* SOURCE DATA
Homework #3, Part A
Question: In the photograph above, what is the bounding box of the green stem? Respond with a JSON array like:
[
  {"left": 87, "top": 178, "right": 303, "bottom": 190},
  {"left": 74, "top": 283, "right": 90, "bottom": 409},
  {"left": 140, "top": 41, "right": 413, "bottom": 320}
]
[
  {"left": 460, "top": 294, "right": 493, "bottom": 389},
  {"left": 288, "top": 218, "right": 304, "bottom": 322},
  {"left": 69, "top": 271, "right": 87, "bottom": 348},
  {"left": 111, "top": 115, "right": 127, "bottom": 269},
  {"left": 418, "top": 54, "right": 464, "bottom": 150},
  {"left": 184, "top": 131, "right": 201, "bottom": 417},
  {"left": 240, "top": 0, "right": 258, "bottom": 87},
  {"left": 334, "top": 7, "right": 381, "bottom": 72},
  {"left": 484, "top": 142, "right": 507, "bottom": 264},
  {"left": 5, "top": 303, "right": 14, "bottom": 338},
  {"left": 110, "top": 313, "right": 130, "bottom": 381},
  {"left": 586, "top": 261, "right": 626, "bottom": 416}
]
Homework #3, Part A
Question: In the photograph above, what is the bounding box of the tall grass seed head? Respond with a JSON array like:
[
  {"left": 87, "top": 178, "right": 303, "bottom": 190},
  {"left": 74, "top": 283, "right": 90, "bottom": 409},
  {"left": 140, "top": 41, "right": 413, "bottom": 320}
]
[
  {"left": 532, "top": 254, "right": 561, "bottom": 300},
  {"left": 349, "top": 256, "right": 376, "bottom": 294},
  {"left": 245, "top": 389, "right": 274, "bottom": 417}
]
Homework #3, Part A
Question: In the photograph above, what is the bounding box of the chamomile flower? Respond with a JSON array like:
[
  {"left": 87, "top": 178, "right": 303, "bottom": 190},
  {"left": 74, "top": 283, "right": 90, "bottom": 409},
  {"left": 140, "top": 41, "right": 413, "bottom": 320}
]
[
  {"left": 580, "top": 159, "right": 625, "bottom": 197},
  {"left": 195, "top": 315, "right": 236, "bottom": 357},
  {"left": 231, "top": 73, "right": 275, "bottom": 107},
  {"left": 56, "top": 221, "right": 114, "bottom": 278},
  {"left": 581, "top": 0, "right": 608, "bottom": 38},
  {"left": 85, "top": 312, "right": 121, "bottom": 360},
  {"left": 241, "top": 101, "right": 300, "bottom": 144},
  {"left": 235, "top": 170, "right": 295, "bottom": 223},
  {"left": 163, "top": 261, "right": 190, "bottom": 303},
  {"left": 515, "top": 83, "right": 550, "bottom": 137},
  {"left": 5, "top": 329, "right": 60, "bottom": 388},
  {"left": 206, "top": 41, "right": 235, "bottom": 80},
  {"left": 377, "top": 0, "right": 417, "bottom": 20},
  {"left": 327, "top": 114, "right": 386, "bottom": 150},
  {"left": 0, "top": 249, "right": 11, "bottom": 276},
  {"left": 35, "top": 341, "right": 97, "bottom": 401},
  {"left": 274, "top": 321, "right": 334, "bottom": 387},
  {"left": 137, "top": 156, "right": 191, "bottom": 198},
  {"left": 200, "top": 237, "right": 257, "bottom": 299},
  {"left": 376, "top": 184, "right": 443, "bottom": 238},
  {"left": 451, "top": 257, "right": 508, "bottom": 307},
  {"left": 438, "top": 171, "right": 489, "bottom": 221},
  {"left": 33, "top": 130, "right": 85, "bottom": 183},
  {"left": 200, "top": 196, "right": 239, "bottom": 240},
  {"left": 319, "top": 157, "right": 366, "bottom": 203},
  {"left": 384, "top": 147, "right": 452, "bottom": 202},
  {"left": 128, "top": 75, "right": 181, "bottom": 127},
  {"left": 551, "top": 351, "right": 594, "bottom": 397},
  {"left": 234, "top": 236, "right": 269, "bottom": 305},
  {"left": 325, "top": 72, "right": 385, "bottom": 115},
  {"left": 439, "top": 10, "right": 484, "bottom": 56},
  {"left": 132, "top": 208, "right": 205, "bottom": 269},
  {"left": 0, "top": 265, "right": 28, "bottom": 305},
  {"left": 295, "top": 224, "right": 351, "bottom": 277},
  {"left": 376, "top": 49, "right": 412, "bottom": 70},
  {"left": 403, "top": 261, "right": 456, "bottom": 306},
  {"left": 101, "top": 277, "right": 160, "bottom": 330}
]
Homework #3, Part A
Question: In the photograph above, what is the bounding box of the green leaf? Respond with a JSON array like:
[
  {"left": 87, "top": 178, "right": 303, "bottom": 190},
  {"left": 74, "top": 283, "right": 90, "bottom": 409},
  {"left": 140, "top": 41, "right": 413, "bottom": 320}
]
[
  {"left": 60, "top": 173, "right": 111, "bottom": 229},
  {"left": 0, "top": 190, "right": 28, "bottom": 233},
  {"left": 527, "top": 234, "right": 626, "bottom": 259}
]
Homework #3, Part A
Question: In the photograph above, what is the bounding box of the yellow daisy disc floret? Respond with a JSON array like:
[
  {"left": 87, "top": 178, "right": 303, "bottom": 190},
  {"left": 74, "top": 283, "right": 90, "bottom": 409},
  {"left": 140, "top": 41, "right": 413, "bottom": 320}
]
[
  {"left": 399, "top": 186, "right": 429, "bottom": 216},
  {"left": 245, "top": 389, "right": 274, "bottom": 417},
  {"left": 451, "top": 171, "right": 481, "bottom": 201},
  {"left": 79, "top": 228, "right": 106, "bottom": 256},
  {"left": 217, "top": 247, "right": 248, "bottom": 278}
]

...

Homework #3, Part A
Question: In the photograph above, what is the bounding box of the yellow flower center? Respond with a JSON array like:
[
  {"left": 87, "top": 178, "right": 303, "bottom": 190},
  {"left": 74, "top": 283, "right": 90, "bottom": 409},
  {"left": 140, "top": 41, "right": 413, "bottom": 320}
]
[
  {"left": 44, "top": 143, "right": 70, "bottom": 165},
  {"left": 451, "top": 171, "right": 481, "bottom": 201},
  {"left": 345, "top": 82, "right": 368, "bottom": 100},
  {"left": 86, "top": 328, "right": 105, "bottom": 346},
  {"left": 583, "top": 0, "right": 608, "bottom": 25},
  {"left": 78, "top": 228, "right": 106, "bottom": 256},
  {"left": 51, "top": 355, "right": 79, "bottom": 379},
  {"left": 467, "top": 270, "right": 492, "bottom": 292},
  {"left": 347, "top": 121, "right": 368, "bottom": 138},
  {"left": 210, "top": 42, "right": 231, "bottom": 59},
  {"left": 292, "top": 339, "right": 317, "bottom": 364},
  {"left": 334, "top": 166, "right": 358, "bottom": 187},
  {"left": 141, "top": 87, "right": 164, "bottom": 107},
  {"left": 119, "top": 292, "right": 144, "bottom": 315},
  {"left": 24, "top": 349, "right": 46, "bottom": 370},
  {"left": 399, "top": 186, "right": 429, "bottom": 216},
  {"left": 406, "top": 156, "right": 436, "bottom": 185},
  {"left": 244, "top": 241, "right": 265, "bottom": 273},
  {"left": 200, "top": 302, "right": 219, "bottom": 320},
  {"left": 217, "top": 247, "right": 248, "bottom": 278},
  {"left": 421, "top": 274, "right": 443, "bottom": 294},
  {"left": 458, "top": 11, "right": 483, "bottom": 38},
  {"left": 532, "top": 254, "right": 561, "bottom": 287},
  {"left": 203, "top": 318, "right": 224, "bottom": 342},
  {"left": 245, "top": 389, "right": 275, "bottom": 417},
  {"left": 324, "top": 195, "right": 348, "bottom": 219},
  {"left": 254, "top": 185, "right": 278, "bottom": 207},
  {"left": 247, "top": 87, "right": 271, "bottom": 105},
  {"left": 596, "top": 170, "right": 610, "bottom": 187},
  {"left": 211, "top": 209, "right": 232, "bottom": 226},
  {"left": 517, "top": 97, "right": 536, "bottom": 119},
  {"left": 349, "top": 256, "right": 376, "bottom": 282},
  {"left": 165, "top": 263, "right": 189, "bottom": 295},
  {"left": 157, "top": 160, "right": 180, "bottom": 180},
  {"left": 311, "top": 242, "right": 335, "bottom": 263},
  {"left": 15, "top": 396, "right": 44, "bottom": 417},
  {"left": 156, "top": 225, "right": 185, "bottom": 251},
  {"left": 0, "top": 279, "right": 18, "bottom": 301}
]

* WHAT YOU SHOULD DO
Report all lines of the data above that include the string "JSON".

* RESPONSE BELOW
Question: In the photograph above, what is the bounding box of the green stem? Respond with a JSON array like:
Question: In the photograph above, what is the bounding box of the tall grass seed head? Respond with a JSON array like:
Question: In the photograph above, what is the bounding box of the chamomile flower? Respond with a JSON array like:
Question: In the photograph above, what is the bounding box of the green leaf? Respond with a JSON array like:
Question: In the photograph above, what is the bounding box of the yellow daisy disc floret? Respond with a JSON array like:
Question: In the photograph above, what is the bounding box of the yellow flower center? Respond with a JSON array like:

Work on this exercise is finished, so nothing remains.